> **Document excerpt**
Jake: And I see what you did, there… you loser. Maybe he always dresses like that? Who are you to judge? He might be an erotic man, Jack. He might be D - demonstrating his value.

Jack: The scariest thing about this first half of the movie is that it feels like you would fare no better than the heroes. In so many of these movies, you’re screaming at the screen because of the dumb maneuvers made that were not the protagonists’ best option. Not so here . . . until about halfway through anyway. But we’ll get to that later.

Jake: Yeah, I completely agree. It is this movie’s strongest selling point barring the sound design.

Jack: In any case, Mike finds the ransacked house and starts to investigate, notably not announcing his presence for some reason. When he gets to the closet in which James and Kristen have barricaded themselves, James pulls the trigger on his dad’s old shotgun they found and blows Mike’s face right the fuck off. He got blasted in the mouth. Sort of. It’s actually a pretty gut-wrenching and emotional scene, despite a lack of any character development for Mike. It’s effective, and I can’t figure out why.

Jake: Because you feel a deeper attachment to Mike because you don’t think of  him as Mike so stop calling him Mike. Ok? Anyway, this is the product of one of the most infuriating sequences in the movie, and it has several. They have the shotgun before barricading themselves in that closet. They know it’s there prior to the part where one of the psychos starts breaking down the door with an axe like they are Jack fuckin’ Torrance. If he knows how to load and shoot a shotgun, which he demonstrates through his blowing his friend’s face off of his face, he damn sure had enough time to load that fucker and fill that asshole outside full of buckshot. And they never would have seen or heard what was going on because they were too busy chopping. But nope.

Jack: Yeah, this is what I was talking about earlier. The movie takes a turn about you faring no better than the characters. Around this point, they start making some real donkey-brained decisions. When they lose almost all hope, James tells Kristen that he’s going to go to the shed to get an old radio up and running. Alone. While fighting against three creeps in masks whose primary advantage is that you can’t see where they all are. Not having a second set of eyes seems like a good idea James. Jesus.

Jake: Well, you start putting plans under microscopes, and nothing makes sense anymore. But you are right, this is Infuriating aspect number two. Couldn’t agree more. Meanwhile, Kristen is just being useless and crawling around, somewhere.

Jack: From that point on, the movie kind of loses me. James gets captured, Kristen tries to get to the radio, but she gets captured too. They both wake up bound and with the strangers standing in front of them. Incidentally, was it just me, or did the dude-stranger’s suit color vary wildly in this last scene? It seemed clearly brown, but then the camera cut and it seemed dark blue or black. It’s that fucking dress nightmare all over again. But more important. Because nothing was less important than that fucking dress thing.

 
*Editor's note* And you guys read this site . . . for some reason. You know the kind of inconsequential shit these guys are willing to focus on.

*Editor's note* And you guys read this site . . . for some reason. You know the kind of inconsequential shit these guys are willing to focus on.

> **Dataset extract**

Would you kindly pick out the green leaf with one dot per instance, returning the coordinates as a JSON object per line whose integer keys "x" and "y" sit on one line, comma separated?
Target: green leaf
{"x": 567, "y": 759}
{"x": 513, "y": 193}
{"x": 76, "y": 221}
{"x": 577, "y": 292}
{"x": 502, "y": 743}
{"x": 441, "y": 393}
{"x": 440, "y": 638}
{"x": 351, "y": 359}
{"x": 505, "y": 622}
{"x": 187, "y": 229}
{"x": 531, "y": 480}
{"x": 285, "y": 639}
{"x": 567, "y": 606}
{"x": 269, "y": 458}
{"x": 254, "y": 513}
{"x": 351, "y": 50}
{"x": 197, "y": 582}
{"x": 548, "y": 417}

> **Exercise A**
According to the movie discussion, what does James tell Kristen he will go to the shed to do?
> **Exercise B**
Carry on the movie discussion from its final line.

> **Result A**
Get an old radio up and running.

> **Result B**
 

Jake: I noticed that too and thought it was odd. I got past it because I was about ready for them to just get on with whatever they were going to get on with, but it was noticeable.

Jack: Then James and Kristen get stabbed by the strangers. The stabbing is lingered on in a way that’s vaguely reminiscent of the torture porn movies, but only vaguely. The stabbing feels brutal, but not gratuitous. It’s well done. Then some dickhead mormon kid tries to grab himself some sweet corpse-titty and the movie fades to black.

Jake: Only after she wakes up and screams because these non-slasher villains in a movie that is not a slasher couldn’t even stab her well enough to kill her. They were great at sneaking and fucking with the two victims’ heads, but not at killing them. Good work.

Jack: Hey Jake, brace yourself, but I’m suspending my segment this week in favor of a game.

Jake: You’re not doing your segment this week huh? Fucking staggering. I am blown away.

Jack: Fuck you. In any case, game time: Without looking, guess how many It’s Always Sunny References we just made in that review in which we were trying not to make Sunny references.

Jake: Actually, this is a much better segment. It’s hard to get in your head, but I’m going to go with eight?

Jack: Damn, you’re actually pretty close. I counted seven. Which I think is pretty good and D-demonstrates our restraint. Damn it. Eight.

Jake: . . . So like, do I win? And what do I win?

Jack: Hmm? What’s that? Win? Why would you win anything?

Jake: You literally just fucking called it a game!! You’re terrible at ‘segments’, but you’re somehow inexplicably worse at ‘games’. I would not have thought it possible. I’m gonna say the readers win because it’s mercifully time to rate this thing.


RATINGS (1-10)

For 1, think of how you would rate Kim Cattrall’s slam-poetry skills:

 
 

For 10, think of how great Spuran Spuran is:

 
 

STORY

Jack: 5 - Like I mentioned, it’s certainly not groundbreaking, but they don’t overdo it and don’t screw anything up. And just ask Gordon Ramsey: sometimes the simplest things are the hardest to perfect, like making sure your risotto isn’t FUCKING RAW!!!

Jake: 5 - Yep. Nothing revolutionary here but done about the way you would expect.

WORLD-BUILDING / IMMERSION:

Jack: 6 - You feel trapped and isolated right along with the characters through most of the movie. It took me out a bit once it was clear the characters’ fates were sealed, and this score would damn sure be a lot higher without that bullshit at the beginning about it being a true story.

Jake: 6 - Dude. You knew their fates were sealed 10 seconds into the movie. I loved the isolation and overall, that has a lot to do with the stellar sound design. This is a pretty quiet movie with very good sound. The scene where one of the killers puts the Merle Haggard album on had me clenching my fists a bit. That shit was good. From shotgun scene on, it was only downhill.

SCARE-FACTOR:

Jack: 6 - The jump scares are good. As are the shots with the strangers lingering in the background of the woods or house. You’ll be checking spare rooms and double-checking that your doors are locked for a night or two. Apart from that, the feelings of isolation and dread only really carry you through to the next jump scare.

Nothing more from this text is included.